Excerpted passage:
((

Grail is very successful from a technical and commercial standpoint, with 7,500 providers prescribing Grail’s tests and passing the 100,000 tests performed milestone. It also detected 92% of cancer relapse across 6 different blood cancers.
Several years later, Illumina would reacquire this company at a much higher price.
This caused several problems. First, regulatory authorities in both the USA and the EU raised concerns about monopoly risk, with Illumina the supplier of genome sequencing machines to many of Grail’s competitors.
This resulted in a €432M fine from the EU. If this ruling forbidding the acquisition is not solved, “Illumina will divest Grail within a year if it does not win its challenge in EU court.”
Source: Illumina
Another set of problems came from the conditions of the costly Grail spin-off, money raising, and re-absorption into Illumina.
Activist investor Carl Icahn has attacked the company’s board and implied that potentially dishonest or malicious dealings were done in favor of insiders against the interests of the company’s shareholders. The SEC is also investigating the question.
So far, the CEO has been changed, another board member has departed, 4 new board members have been instated, and Illumina has published a “Stewardship-Focused Update.” You can also read more about these suspicions and accusations in this series of articles by Non-GAAP investing.
The company stock has fallen steeply from its highs of July 2021 by almost 80%, back to its 2013 levels.
This was a rather shocking situation for a large and established company like Illumina, no matter how true these accusations are or not, as it reflects poorly on its management decision to divest Grail in the first place. At the very least, this has proven to be a costly mistake.
Investors will want to assess if they are ready to tag along with Carl Icahn, a legendary and controversial activist investor with an impressive track record.
And if the poor governance of the last few years is now fully priced, and maybe has damaged the company’s valuation excessively compared to its very strong business leadership in genetic sequencing.
2. 10x Genomics, Inc.
10x Genomics is a leader in spatial biology, which studies the genome and transcriptome in 3D, allowing visualization of the activity of genes at the cellular or even intracellular level.
The company was founded in 2012, with Serge Saxonov among its founders, the director of R&D of the personalized genome testing company 23andMe.
10x Genomics grew using a mix of R&D ($1B+ investing in R&D so far) and acquisitions. Notably, its Visium platform was obtained through the acquisition of Spatial Transcriptomics in 2018.
Source: 10x Genomics – 10x Genomics acquisitions timeline
This is also how 10x Genomics would acquire its Xenium platform by acquiring Readcoor and Cartana in 2020.
In 2020, it would also launch the Chromium platform, which was updated the year after to Chromium X.

))

Information shown:
((

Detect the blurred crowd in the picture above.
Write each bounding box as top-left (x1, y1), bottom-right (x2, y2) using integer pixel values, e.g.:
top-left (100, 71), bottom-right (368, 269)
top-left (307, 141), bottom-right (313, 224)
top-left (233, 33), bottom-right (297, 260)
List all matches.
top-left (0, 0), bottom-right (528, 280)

))

What you are asked to do:
Extract verbatim the portion of the passage about Illumina and 10x Genomics between "2. 10x Genomics, Inc." and "Cartana in 2020.", inclusive. Rely solely on the passage about Illumina and 10x Genomics, not on the entries.

Answer to the problem:
2. 10x Genomics, Inc.
10x Genomics is a leader in spatial biology, which studies the genome and transcriptome in 3D, allowing visualization of the activity of genes at the cellular or even intracellular level.
The company was founded in 2012, with Serge Saxonov among its founders, the director of R&D of the personalized genome testing company 23andMe.
10x Genomics grew using a mix of R&D ($1B+ investing in R&D so far) and acquisitions. Notably, its Visium platform was obtained through the acquisition of Spatial Transcriptomics in 2018.
Source: 10x Genomics – 10x Genomics acquisitions timeline
This is also how 10x Genomics would acquire its Xenium platform by acquiring Readcoor and Cartana in 2020.